◆ **Aim**: Tally the lines in the entries below that contain the string "steam". Give only the number.

Coordinate labeling data
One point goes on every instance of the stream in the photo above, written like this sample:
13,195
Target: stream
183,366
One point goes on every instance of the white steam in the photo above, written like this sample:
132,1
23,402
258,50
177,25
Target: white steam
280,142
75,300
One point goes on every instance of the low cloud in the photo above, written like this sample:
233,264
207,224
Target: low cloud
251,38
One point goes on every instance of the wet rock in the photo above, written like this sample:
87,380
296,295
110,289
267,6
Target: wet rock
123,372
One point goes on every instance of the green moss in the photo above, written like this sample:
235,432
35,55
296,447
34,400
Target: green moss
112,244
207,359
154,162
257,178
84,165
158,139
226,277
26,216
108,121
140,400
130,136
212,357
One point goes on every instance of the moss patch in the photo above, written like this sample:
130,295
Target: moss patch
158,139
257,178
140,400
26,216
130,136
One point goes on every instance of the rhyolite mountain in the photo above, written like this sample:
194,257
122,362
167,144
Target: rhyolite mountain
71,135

---

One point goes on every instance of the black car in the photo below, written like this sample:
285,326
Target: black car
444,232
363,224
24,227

---

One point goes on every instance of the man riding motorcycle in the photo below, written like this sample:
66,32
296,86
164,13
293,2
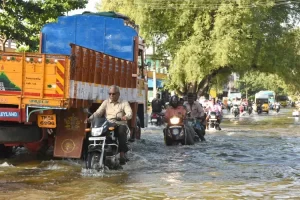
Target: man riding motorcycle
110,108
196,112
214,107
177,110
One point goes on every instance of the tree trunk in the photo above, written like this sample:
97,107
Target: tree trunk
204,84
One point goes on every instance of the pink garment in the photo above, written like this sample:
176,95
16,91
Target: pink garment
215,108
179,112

◆ **Exercise answer**: 2